- [Exercise requirements]: Copy each line of the data below, character for character.

- [Saved entries]:
══════════════════════════════

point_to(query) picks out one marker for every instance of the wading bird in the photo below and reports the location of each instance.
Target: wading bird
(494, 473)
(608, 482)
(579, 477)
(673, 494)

══════════════════════════════

- [Answer for the task]:
point_to(query) picks out one marker for every instance of the wading bird in the photo below and reports the location of each instance.
Target: wading bird
(494, 473)
(608, 482)
(579, 477)
(673, 494)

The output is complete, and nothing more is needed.